## WORK ORDER
Give back each line of the material that contains the word "below".

--- --- ---

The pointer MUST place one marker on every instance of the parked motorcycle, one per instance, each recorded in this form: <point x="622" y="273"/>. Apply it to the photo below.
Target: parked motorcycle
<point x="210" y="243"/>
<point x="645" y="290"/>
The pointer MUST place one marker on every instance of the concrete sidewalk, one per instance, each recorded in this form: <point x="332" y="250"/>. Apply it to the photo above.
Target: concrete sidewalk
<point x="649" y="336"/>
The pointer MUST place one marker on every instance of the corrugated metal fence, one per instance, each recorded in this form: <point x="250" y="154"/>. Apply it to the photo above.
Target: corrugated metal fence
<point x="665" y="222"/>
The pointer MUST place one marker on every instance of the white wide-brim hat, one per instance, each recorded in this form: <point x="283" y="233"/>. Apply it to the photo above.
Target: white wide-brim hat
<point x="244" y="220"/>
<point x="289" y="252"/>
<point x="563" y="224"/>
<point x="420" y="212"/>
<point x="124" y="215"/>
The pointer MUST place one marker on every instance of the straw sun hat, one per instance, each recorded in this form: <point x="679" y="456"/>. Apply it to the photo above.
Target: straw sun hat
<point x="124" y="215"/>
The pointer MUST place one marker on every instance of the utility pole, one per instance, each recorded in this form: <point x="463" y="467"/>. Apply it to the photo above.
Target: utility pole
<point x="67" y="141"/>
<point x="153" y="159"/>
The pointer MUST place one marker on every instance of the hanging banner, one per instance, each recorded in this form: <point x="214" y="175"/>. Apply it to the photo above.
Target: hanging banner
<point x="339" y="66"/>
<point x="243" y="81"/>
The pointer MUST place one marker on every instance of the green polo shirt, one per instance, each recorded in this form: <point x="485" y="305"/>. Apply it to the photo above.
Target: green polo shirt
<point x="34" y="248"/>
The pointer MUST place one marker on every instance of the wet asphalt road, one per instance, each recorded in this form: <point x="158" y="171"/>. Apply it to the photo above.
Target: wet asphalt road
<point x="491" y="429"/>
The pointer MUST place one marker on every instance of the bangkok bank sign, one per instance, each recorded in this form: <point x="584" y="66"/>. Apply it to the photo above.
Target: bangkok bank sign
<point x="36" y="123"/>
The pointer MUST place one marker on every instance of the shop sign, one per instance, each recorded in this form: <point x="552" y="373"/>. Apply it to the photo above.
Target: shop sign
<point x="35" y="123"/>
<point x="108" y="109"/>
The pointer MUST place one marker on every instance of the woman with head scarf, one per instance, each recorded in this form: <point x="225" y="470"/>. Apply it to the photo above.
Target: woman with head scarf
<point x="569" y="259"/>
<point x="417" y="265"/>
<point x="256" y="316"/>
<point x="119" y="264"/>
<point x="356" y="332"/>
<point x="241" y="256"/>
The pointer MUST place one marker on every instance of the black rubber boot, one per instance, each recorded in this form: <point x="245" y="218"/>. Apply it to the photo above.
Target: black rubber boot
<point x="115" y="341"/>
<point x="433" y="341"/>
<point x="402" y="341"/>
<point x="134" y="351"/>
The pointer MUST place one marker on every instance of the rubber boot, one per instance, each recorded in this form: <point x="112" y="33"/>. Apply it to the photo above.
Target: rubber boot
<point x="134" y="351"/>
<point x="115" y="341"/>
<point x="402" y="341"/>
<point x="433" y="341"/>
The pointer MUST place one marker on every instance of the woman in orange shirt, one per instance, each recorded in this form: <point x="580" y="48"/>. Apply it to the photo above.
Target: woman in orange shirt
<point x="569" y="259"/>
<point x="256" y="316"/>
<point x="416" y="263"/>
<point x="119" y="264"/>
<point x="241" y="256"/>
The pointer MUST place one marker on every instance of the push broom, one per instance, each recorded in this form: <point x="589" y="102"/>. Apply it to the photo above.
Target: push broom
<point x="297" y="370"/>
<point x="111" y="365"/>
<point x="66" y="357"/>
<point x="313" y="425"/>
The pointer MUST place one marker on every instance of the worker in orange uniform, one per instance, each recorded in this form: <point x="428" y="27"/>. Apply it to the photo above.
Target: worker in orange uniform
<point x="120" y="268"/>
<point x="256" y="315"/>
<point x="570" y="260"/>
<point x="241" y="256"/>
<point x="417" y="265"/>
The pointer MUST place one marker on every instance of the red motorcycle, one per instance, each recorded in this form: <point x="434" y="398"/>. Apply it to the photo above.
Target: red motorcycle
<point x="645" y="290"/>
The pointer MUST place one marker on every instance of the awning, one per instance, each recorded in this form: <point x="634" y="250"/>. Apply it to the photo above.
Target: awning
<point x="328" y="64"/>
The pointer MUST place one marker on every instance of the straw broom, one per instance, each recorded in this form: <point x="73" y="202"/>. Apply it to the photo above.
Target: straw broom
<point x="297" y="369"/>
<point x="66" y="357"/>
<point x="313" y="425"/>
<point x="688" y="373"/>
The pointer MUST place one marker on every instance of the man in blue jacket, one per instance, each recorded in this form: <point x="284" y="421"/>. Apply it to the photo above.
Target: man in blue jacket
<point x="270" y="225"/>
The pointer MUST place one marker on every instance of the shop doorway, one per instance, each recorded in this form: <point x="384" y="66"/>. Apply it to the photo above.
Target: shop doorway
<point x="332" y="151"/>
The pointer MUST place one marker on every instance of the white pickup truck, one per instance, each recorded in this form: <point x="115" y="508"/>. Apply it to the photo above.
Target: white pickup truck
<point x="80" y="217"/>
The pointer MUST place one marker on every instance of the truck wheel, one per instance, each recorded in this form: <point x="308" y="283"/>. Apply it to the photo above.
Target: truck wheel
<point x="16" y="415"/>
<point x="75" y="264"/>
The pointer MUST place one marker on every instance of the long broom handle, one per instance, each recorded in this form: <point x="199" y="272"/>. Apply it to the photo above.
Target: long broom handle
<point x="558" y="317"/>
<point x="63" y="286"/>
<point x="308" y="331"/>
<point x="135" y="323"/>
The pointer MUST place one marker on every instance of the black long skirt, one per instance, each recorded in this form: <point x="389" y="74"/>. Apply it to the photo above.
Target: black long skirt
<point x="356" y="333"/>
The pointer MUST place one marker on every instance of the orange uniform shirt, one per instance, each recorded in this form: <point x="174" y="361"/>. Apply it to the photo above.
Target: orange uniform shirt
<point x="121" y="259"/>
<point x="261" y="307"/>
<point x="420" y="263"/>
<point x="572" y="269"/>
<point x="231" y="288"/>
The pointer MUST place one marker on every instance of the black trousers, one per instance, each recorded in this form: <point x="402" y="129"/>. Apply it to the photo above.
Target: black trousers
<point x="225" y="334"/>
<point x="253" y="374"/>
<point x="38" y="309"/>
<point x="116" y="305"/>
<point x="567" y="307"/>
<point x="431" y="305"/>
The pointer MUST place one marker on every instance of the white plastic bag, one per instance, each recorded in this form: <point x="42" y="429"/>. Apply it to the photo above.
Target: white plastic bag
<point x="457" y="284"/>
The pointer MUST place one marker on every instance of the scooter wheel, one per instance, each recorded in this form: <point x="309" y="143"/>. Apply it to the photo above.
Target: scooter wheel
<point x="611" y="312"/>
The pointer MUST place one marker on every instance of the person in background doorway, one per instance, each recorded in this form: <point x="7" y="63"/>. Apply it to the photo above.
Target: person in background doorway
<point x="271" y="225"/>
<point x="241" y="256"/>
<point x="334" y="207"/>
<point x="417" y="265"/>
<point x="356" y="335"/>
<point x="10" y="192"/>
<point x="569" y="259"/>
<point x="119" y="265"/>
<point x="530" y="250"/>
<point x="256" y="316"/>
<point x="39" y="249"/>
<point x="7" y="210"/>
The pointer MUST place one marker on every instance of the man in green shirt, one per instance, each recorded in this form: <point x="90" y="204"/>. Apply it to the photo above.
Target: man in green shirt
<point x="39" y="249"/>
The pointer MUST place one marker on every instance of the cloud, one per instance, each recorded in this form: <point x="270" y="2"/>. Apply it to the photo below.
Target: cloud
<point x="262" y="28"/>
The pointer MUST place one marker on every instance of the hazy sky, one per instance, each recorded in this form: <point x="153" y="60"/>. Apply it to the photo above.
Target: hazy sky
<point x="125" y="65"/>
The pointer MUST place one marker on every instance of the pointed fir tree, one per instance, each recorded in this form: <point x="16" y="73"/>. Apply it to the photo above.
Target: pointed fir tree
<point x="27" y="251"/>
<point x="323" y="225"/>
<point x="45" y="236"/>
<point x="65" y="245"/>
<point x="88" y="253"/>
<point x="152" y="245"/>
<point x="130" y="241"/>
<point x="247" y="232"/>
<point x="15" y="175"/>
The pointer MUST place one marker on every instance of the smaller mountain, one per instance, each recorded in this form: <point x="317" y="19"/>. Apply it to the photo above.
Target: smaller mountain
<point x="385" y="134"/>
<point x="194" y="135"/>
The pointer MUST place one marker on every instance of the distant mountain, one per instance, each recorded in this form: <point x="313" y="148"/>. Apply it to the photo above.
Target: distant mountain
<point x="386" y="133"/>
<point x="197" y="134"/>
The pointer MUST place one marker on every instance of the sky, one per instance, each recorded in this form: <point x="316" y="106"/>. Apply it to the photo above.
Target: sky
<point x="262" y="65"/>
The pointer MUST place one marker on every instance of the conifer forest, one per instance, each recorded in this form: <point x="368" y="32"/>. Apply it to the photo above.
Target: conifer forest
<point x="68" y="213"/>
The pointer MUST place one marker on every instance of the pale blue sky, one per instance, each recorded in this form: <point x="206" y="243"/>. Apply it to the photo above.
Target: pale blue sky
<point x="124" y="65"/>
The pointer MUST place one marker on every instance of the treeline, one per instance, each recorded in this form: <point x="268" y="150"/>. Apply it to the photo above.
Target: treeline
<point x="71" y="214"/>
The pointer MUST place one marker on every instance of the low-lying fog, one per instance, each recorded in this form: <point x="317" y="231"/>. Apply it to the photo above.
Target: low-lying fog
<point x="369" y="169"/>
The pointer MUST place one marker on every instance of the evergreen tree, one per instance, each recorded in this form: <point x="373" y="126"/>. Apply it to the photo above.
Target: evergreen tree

--- --- ---

## RESULT FOR THIS TASK
The pointer MUST place one marker on every instance of the parked motorcycle, one per instance, each recorded in this form: <point x="622" y="273"/>. Apply it to the photo below.
The pointer MUST place one marker on every instance of the cloud, one per instance, each recorded in this form: <point x="270" y="2"/>. Apply it to the photo below.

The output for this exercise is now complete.